=== LISTED RECORDS ===

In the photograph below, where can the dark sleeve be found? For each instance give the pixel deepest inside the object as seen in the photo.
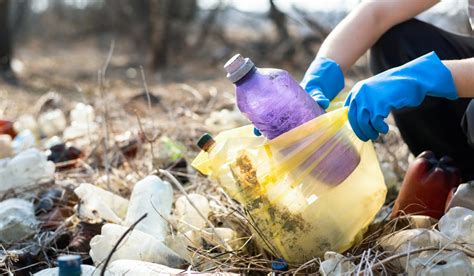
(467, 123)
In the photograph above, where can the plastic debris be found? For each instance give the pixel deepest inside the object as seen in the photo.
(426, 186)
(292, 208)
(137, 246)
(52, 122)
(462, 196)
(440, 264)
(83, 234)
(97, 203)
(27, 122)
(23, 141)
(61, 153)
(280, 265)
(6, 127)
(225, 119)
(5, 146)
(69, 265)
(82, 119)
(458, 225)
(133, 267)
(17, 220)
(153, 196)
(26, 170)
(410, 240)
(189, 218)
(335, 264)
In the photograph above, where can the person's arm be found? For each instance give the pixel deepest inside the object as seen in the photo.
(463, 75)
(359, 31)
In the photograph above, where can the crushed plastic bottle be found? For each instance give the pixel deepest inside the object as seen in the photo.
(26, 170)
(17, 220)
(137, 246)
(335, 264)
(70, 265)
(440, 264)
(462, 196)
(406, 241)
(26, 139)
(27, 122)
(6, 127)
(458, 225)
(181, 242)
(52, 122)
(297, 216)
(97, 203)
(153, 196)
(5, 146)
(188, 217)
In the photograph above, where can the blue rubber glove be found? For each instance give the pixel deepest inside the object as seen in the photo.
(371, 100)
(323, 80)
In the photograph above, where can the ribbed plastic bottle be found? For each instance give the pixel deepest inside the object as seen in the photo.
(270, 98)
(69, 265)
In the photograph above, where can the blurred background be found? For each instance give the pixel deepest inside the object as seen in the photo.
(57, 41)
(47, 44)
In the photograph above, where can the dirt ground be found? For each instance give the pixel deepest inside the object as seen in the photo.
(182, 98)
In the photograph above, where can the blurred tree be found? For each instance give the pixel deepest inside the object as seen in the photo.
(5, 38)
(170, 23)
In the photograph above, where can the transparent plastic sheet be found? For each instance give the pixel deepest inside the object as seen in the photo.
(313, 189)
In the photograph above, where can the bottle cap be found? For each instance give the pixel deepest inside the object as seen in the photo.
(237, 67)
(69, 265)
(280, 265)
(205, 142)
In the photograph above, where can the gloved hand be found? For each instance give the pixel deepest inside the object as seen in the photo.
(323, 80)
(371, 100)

===

• _EXERCISE PROMPT_
Write out each line of the data above as a numbered list, skipping blank lines. Leave the picture out of the answer.

• _RESPONSE_
1. In the photograph below, where can the dark sleeve be found? For each instance give the pixel deepest inside the object as seen in the photo.
2. (467, 123)
3. In the photograph above, where can the plastic debris be found? For each instance give the pixel deepest inside the object as seen in the photo.
4. (426, 186)
5. (292, 208)
6. (137, 246)
7. (52, 122)
8. (462, 196)
9. (440, 264)
10. (83, 234)
11. (97, 203)
12. (27, 122)
13. (23, 141)
14. (61, 153)
15. (280, 265)
16. (6, 127)
17. (225, 119)
18. (5, 146)
19. (69, 265)
20. (82, 119)
21. (458, 225)
22. (133, 267)
23. (17, 220)
24. (153, 196)
25. (26, 170)
26. (410, 240)
27. (189, 218)
28. (335, 264)
29. In the photograph above, where can the person's arm be found? For each instance give the pixel deepest inside the object as seen in the photo.
30. (463, 75)
31. (359, 31)
32. In the photograph above, where can the crushed plastic bottle be found? For each instance give the pixel deepest inside the object as seen in the photo.
33. (26, 170)
34. (17, 220)
35. (137, 246)
36. (335, 264)
37. (70, 265)
38. (440, 264)
39. (462, 196)
40. (406, 241)
41. (26, 139)
42. (27, 122)
43. (6, 127)
44. (458, 225)
45. (181, 242)
46. (52, 122)
47. (297, 216)
48. (97, 203)
49. (153, 196)
50. (5, 146)
51. (188, 217)
52. In the photograph above, where can the blue rubber glove be found? For each instance give the pixel deepest inside the object as seen in the photo.
53. (371, 100)
54. (323, 80)
55. In the photograph above, where can the ribbed plastic bottle be found? For each instance give the pixel deepest inside the object as seen in the photo.
56. (270, 98)
57. (69, 265)
58. In the photograph above, where can the blurred background be found? For each instance give the pixel deepest inside the object as seen in the photo.
59. (57, 41)
60. (47, 44)
61. In the photograph above, where can the dirt ground be found? For each instance give the pixel deepest inside the object as seen in the photo.
62. (182, 98)
63. In the photograph above, where can the blurred tree be found? For each instance give the pixel deepest inside the object as seen in the photo.
64. (5, 38)
65. (170, 23)
66. In the photograph above, where can the transparent plastic sheet be found? For each instance give the pixel deepest inside the object as seen in the photo.
67. (313, 189)
68. In the photograph above, where can the bottle cap be found? For each instance give the pixel deepest inside the object as seen in the photo.
69. (237, 67)
70. (69, 265)
71. (280, 265)
72. (205, 142)
73. In the photograph above, where can the gloved hand be found? For each instance give the pixel deepest inside the object as seen in the photo.
74. (323, 80)
75. (371, 100)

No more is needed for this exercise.